[Exercise data]

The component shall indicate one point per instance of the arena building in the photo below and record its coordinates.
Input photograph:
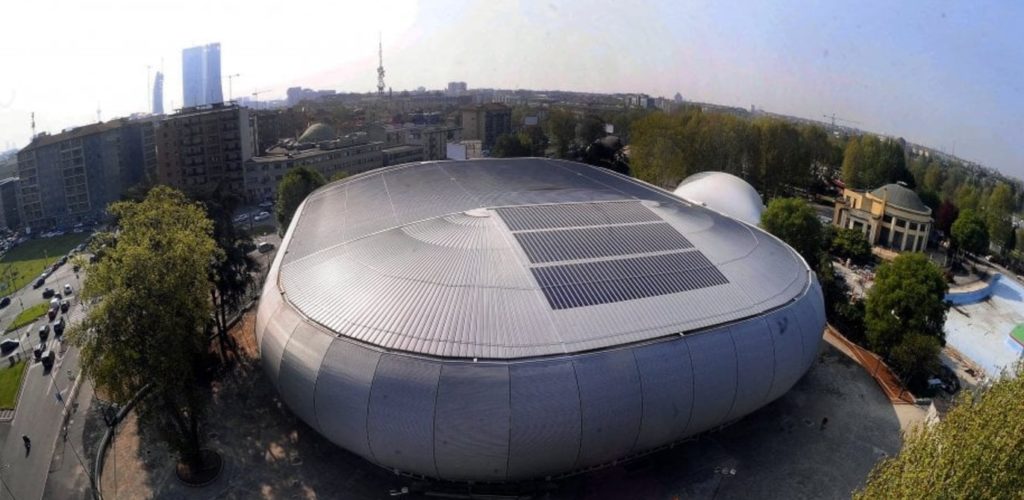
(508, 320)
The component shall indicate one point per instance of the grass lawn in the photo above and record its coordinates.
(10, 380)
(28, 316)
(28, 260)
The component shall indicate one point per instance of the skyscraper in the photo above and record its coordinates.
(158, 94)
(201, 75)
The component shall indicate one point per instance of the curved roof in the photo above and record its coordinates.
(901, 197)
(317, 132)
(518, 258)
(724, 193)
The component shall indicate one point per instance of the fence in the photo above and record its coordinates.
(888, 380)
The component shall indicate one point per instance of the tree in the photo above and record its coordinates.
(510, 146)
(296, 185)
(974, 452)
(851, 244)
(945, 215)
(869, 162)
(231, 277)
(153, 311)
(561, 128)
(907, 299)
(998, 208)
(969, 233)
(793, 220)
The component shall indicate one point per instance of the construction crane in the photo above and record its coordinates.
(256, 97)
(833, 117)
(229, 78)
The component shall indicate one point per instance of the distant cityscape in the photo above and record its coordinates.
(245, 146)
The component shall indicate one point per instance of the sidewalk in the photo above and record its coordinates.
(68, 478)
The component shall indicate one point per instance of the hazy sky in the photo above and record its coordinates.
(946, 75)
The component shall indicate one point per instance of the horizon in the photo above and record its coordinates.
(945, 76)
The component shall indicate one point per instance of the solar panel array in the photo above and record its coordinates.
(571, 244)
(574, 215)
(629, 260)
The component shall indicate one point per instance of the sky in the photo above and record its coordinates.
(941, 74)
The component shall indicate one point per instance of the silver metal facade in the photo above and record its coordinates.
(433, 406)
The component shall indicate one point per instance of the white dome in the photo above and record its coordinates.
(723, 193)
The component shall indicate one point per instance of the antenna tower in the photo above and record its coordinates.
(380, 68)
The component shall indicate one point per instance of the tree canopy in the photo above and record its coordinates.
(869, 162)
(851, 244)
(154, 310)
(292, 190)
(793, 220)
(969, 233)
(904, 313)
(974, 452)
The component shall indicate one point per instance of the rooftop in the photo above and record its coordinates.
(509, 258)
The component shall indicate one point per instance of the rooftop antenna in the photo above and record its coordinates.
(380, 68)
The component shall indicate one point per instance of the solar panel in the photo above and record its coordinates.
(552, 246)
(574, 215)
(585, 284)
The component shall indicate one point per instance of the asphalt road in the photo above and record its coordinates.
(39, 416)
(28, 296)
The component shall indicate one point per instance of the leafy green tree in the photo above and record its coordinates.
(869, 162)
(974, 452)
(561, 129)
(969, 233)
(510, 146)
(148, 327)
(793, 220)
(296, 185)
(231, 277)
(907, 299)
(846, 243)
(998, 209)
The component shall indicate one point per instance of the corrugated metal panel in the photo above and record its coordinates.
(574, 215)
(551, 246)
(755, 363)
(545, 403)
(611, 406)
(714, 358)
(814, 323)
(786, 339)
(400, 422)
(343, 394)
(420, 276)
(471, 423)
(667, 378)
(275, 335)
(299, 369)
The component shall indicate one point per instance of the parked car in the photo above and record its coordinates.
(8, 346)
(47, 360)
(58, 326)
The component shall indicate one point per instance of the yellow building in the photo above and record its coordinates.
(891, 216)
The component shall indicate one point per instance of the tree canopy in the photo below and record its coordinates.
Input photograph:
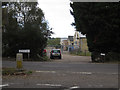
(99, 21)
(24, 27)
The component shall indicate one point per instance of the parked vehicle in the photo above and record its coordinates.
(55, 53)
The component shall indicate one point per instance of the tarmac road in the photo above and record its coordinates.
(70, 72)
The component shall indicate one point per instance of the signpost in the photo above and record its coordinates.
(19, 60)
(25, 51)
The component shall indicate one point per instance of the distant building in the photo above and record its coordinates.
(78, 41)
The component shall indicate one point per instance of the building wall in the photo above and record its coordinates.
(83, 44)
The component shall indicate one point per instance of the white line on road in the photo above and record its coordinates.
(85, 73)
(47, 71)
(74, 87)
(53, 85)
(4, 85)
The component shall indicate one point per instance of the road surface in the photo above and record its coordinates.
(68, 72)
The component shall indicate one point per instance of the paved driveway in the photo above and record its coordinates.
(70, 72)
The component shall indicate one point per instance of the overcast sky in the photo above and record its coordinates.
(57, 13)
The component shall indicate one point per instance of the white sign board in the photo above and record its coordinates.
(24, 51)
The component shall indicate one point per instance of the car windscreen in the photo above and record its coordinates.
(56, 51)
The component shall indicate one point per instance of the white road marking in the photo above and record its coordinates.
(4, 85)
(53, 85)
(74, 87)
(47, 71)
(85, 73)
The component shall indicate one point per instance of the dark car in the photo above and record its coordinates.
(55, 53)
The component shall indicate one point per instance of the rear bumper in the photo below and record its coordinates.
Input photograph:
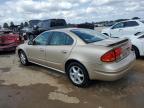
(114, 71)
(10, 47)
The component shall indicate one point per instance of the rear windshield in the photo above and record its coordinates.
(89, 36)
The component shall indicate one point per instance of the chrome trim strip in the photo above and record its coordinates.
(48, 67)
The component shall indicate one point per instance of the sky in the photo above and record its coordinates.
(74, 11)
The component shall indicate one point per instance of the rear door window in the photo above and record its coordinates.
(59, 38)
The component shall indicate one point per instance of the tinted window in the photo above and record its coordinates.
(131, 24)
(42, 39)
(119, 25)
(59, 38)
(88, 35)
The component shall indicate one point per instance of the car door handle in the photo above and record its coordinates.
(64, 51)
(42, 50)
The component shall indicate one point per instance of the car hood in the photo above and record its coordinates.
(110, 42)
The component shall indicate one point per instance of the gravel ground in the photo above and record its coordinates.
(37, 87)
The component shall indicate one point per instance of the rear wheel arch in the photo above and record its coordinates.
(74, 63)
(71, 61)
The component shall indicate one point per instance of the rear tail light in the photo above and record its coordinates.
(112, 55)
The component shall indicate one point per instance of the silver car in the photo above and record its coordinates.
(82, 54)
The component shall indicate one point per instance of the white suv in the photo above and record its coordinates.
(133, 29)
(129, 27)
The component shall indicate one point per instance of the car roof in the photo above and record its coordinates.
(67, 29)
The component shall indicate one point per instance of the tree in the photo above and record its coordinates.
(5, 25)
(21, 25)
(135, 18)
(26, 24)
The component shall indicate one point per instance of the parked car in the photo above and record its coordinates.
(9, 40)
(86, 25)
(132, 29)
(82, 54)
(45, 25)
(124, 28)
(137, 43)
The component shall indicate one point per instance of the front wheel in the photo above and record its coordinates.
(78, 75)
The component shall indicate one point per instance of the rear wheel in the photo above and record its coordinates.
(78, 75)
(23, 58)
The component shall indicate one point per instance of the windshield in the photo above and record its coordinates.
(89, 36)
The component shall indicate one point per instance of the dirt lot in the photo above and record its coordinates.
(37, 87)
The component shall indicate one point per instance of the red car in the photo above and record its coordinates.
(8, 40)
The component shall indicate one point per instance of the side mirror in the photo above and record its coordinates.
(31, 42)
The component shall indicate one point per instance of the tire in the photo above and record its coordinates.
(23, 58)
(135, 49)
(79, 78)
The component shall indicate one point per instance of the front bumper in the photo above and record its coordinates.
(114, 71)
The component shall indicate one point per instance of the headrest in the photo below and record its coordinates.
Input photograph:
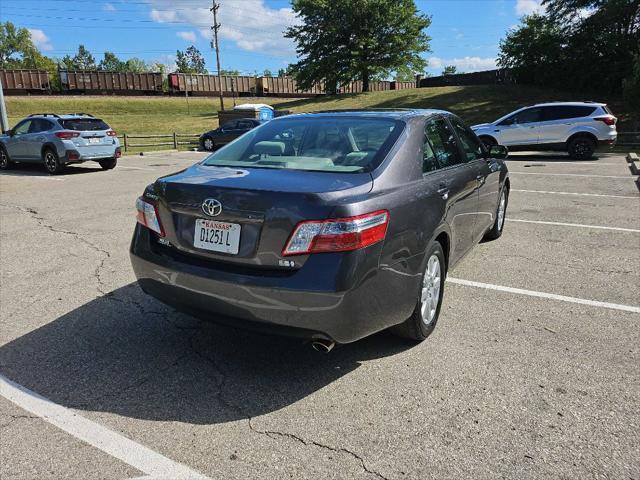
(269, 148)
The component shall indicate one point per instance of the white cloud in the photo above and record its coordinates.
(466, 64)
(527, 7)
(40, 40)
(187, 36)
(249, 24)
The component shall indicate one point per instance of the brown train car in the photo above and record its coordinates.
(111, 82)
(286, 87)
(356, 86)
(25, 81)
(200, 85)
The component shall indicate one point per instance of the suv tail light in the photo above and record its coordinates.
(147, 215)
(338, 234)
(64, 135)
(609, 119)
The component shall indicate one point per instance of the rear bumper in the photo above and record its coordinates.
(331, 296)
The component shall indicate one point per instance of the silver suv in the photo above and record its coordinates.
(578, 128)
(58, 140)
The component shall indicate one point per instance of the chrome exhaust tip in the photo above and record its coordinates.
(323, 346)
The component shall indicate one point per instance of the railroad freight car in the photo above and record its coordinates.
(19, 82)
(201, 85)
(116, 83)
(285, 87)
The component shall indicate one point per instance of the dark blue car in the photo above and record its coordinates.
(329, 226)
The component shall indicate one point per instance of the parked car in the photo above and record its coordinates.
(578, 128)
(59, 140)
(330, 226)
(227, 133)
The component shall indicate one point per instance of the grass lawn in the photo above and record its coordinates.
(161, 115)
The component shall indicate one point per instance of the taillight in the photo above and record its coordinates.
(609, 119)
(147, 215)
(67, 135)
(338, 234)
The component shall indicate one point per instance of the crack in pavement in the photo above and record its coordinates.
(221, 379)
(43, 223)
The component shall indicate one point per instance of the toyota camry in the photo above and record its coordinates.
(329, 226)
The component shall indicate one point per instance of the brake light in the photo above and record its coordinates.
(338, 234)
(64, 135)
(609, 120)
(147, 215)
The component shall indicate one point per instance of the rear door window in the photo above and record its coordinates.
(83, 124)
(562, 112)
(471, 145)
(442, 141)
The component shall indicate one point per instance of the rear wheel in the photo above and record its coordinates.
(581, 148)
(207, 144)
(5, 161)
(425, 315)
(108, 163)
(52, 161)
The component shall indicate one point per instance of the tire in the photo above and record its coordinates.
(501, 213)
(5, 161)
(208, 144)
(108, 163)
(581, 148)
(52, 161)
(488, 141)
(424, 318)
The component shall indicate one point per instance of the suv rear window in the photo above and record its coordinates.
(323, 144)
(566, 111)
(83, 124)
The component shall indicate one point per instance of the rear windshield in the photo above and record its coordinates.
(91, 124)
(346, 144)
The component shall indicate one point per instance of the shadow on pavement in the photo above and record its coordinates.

[/Exercise data]

Using the listing above, locate the lines that hold "below" and copy each one.

The component shall indicate one point per instance of the arena building in the photo below and record its coordinates.
The component shall indicate one point per instance of the tree canopy in the photo below and record its coordinates.
The component shall indicate one point per instance of the rear bumper in the photo below and record its coordinates.
The component shall indicate one point per instance of the headrest in the photo below and record its coordinates.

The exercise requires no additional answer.